**PAGE EXCERPT:**
[start]

Discussion:
[PATCH] fallocate() for FFS
Emmanuel Dreyfus
2014-09-25 01:19:35 UTC
Permalink
Implementing fallocate for FFS seems quite obvious. Is there anything I
missed in the patch below? Is it good enough to commit?

This lets me discover that posix_fallocate() libc stub is buggy. Using
it through #include <unistd.h> leads argument corruption. Defining it as
int posix_fallocate(int, int, off_t, off_t); let it work (note the
second int pad, as in syscalls.master). I guess we need to add a libc
stub too.

[end]

**Entries taken from a collection:**
[start]

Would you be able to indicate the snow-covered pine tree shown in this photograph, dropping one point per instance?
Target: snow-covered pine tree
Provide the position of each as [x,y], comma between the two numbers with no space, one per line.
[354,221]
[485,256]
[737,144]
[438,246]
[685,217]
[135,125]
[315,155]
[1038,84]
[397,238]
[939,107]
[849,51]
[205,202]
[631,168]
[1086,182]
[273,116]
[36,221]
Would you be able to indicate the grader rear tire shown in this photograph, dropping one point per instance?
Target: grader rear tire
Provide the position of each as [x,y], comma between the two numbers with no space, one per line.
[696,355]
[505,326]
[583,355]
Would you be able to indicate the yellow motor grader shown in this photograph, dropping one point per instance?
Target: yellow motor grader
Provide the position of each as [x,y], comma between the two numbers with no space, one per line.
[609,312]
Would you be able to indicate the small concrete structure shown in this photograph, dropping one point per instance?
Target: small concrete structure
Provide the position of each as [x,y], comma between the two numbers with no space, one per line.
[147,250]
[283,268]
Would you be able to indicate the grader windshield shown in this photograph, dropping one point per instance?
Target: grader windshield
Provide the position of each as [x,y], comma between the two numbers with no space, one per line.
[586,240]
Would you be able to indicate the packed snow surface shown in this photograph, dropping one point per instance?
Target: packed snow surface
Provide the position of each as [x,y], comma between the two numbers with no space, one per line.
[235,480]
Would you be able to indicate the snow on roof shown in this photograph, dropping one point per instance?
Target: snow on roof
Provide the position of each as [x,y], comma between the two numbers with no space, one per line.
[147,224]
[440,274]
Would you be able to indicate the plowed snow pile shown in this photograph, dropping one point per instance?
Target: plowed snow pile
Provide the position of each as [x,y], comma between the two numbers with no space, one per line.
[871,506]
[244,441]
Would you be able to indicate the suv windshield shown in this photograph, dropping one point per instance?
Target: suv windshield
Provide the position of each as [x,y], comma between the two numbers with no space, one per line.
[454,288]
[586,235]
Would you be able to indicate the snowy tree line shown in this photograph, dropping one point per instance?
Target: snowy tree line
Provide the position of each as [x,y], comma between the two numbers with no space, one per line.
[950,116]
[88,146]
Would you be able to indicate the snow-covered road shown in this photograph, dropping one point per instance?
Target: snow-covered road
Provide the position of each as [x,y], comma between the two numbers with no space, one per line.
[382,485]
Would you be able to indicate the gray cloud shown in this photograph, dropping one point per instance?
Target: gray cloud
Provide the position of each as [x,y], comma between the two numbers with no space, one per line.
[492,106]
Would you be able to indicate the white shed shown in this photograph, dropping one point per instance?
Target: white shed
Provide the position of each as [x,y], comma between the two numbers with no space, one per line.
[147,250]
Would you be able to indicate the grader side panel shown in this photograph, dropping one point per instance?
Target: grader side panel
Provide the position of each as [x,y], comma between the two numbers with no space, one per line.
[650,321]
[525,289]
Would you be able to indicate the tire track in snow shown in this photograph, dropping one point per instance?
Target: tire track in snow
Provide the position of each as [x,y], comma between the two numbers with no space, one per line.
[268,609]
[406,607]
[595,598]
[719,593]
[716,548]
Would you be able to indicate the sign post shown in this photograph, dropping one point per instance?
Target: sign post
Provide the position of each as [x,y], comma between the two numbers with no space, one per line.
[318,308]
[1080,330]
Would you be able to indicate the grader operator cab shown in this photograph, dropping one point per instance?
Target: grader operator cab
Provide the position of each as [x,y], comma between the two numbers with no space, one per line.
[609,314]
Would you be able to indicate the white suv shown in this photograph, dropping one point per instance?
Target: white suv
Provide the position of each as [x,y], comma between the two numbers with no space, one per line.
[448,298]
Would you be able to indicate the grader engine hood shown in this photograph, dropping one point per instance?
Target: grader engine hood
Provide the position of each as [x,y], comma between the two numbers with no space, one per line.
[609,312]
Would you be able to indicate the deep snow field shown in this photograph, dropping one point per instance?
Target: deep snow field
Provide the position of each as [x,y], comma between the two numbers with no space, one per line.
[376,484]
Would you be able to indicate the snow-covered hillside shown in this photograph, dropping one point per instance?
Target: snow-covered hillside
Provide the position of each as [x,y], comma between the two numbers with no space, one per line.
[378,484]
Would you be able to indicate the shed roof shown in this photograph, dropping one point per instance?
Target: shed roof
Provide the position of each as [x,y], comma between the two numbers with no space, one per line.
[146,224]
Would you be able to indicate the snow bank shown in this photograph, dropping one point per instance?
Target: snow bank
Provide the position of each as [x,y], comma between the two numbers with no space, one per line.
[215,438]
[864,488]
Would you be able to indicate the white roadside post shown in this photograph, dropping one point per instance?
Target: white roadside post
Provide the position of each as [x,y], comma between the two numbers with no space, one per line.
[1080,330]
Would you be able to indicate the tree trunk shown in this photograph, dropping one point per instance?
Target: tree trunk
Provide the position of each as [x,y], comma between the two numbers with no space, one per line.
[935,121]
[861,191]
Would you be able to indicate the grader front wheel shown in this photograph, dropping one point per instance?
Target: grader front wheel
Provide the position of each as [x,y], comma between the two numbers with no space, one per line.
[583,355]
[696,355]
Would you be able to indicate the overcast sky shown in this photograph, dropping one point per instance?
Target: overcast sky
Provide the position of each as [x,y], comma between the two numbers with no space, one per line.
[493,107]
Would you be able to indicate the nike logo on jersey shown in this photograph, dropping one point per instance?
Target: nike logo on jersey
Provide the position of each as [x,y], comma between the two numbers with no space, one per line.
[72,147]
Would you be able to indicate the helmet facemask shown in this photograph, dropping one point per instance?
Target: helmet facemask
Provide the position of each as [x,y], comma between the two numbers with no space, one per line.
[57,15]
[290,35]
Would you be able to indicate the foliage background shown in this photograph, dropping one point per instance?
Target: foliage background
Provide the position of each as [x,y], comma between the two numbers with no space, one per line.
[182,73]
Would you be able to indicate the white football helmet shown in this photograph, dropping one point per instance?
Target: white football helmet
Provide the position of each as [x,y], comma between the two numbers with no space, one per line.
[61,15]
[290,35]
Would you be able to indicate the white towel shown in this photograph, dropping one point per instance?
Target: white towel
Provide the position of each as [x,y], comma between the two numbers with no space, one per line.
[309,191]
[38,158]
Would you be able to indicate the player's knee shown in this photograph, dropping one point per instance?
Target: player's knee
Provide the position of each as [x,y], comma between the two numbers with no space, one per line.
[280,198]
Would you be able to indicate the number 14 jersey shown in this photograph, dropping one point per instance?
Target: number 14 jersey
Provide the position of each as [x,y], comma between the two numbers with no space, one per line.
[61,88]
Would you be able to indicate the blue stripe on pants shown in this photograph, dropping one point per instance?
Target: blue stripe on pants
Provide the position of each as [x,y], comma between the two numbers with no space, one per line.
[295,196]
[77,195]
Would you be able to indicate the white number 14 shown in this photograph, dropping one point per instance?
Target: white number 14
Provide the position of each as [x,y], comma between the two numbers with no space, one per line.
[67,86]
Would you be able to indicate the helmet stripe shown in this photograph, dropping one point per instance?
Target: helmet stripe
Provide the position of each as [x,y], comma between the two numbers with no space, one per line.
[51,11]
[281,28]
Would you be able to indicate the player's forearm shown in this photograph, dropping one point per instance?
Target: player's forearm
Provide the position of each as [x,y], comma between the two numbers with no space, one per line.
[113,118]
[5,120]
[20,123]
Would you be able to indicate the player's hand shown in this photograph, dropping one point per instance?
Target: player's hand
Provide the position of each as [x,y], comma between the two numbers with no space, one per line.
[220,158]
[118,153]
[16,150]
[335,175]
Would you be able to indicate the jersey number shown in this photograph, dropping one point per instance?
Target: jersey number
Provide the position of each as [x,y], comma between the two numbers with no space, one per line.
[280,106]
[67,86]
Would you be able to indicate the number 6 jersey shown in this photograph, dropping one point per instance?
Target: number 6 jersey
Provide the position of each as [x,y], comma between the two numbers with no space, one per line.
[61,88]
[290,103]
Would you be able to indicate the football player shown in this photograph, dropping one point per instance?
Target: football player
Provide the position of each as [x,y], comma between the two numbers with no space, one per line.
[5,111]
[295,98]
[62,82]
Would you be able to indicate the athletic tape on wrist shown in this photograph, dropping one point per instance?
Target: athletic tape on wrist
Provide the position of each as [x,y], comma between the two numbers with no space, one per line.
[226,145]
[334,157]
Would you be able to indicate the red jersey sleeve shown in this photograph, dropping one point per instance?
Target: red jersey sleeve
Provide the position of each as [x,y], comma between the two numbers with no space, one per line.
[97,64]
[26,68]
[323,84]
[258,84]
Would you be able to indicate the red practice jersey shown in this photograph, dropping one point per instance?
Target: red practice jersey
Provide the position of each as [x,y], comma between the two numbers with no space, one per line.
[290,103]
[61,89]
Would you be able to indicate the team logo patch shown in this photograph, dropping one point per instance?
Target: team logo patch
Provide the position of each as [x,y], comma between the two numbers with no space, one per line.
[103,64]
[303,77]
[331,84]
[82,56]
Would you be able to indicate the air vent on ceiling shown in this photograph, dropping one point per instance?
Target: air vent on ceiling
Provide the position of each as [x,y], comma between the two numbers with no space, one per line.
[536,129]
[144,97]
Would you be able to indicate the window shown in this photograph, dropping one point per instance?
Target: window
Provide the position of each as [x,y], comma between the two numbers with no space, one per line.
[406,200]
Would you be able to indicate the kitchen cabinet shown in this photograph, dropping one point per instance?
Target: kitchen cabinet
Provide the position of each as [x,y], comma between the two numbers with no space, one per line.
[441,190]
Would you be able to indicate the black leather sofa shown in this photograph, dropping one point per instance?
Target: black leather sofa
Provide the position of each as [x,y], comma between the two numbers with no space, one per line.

[end]

**STATED EXERCISE:**
Answer these questions about the patch discussion:
(a) Which call does the author propose implementing for FFS?
(b) Using posix_fallocate() through which include leads to argument corruption?
(c) In which file does the second int pad appear?

**COMPLETED EXERCISE:**
(a) fallocate
(b) #include <unistd.h>
(c) syscalls.master